■ Document:
You are viewing a plain text version of this content. The canonical link for it is here.
Posted to mapreduce-user@hadoop.apache.org by Vyacheslav Zholudev <vy...@gmail.com> on 2011/08/03 09:18:16 UTC

How does Hadoop reuse the objects?

Hi all,

I'm using Avro as a serialization format and assume I have a generated specific class FOO that I use as a Mapper output format:

class FOO {
  int a;
  List<BAR> barList;
}

where BAR is another generated specific Java class.

When I iterate over "Iterable<FOO> values" in the Reducer it is clear that the same object of class FOO is reused, i.e.
FOO foo1 = values.iterator.next();
FOO foo2 = values.iterator.next();
assertThat(foo1 == foo2, is (true));

So I have the following questions:
1) Is the list barList reused over the next() calls?
2) If yes, can the objects that are in the barList be reused? For example, if the first time next() is called, the list contains two BAR objects, the next time next() is called the barList contains 3 objects and 2 of them are equal by reference to the two from the list of the first next() call. In other words, does Hadoop maintain some sort of "object pool"?

■ Stated goal A:
Answer these questions about the post on Hadoop object reuse:
(i) Which serialization format is the poster using?
(ii) Which two fields does class FOO declare?
(iii) Which comparison does the assertion in the Reducer example expect to be true?
■ Stated goal B:
Pick up the forum post on Hadoop object reuse at its last sentence and continue writing it.

Dataset excerpt
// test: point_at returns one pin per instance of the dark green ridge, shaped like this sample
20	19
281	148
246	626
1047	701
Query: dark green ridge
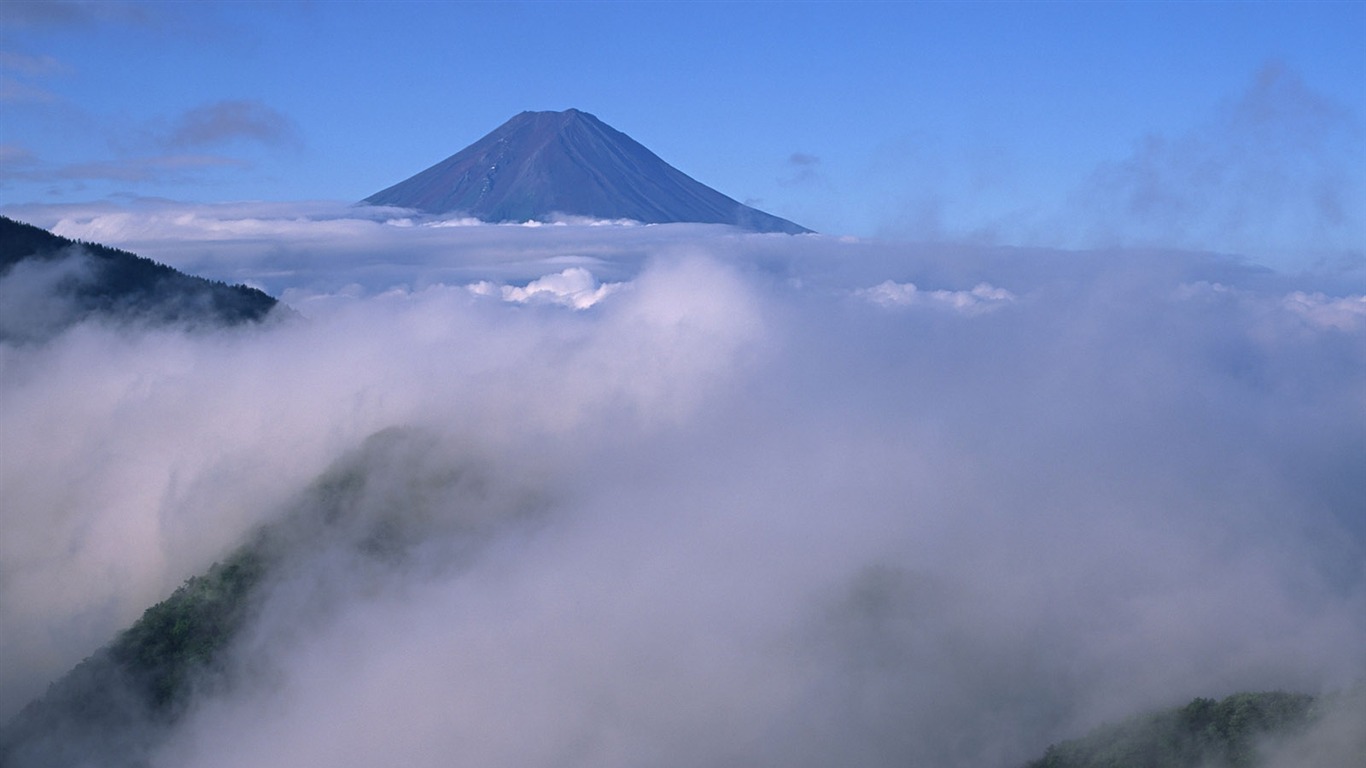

■ Task answer A:
(i) Avro.
(ii) An int named a and a List<BAR> named barList.
(iii) foo1 == foo2, meaning the same FOO object is returned by both next() calls.

■ Task answer B:
3) Why do not AvroTools  generate clone() methods since it would be quite straightforward and more importantly useful given that objects are reused? 

Thanks a lot in advance!

Vyacheslav




Re: How does Hadoop reuse the objects?

Posted by Joey Echeverria <jo...@cloudera.com>.
Wow, I didn't expect that. That's nastier than usual. I would think
that cloning by serializing/deserializing would be unnecessarily slow.
I would file a JIRA with Avro asking for a clone() or copy constructor
in generated code.

-Joey

On Thu, Aug 4, 2011 at 5:07 PM, Vyacheslav Zholudev
<vy...@gmail.com> wrote:
> Just sharing my today's discovery:
> Hadoop also reuses objects in internal lists, in my example the BAR objects.
> That is if the first FOO object has two BAR objects in the list, then the
> second FOO object will contain the same (equal by reference) first two BAR
> objects in the list. So in case of Avro it would be good if auto-generated
> code implemented a 'clone' method.
> Btw, is it good to clone avro-specific objects by serializing/deserializing
> using SpecificDatum{Writer|Reader}?
> Vyacheslav
>
> On 4 August 2011 21:35, <Mi...@emc.com> wrote:
>>
>> HADOOP-2399 has caused a lot of problems for users so far, and the saga
>> still continues :-(
>>
>> I remember spending 18 straight hours in 2008 with a user debugging this
>> issue.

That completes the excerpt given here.